The research also highlighted
the use of anonymous sources: Nearly eight in 10 people are concerned about
their use; nearly half prefer a story that relied on anonymous sources not appear
at all.3
There is no question that
abuses of other media influence public views about newspapers. But print journalism
has had its own high-profile ethics problems, from made-up sources and stories
to stock purchases by journalists using information not available to the public.
Beyond those problems,
the public may well find validation for its concerns in small choices a newspaper
makes every day about what stories to pursue, what headlines to write, what
photos to use and how to present it all.
GETTING STARTED
Four subjects of concern
surface repeatedly when the public talks about newspaper credibility:
Avoid sensationalistic
coverage
Use public and newsroom
input to determine what aspects of the newspaper’s coverage raise concerns about
sensationalism. Test routine practice against the journalistic goals. A problem
may be something as minor as a format that calls for large, bold headlines no
matter what the story. Or it may be something as significant as a tendency to
run nearly every crime story on the Metro cover. Crime coverage, polarizing
political coverage and the prominence given celebrity news often play into public
perceptions about sensationalism.

========================================================================

Exercise aim:
Using the text on newspaper credibility, explain in one to three sentences why the public might feel its worries about newspapers are justified even apart from high-profile ethics scandals. The data after this point is separate material, not part of the text above.

Available data:
========================================================================

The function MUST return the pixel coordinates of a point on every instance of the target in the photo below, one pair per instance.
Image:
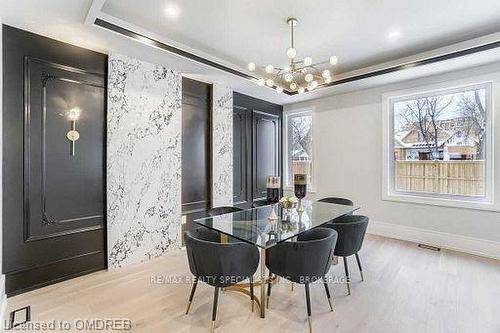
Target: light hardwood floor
(406, 289)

========================================================================

Answer to the exercise:
The public may find support for its concerns in the small choices a newspaper makes every day. These include which stories to pursue, what headlines to write, which photos to use and how to present it all.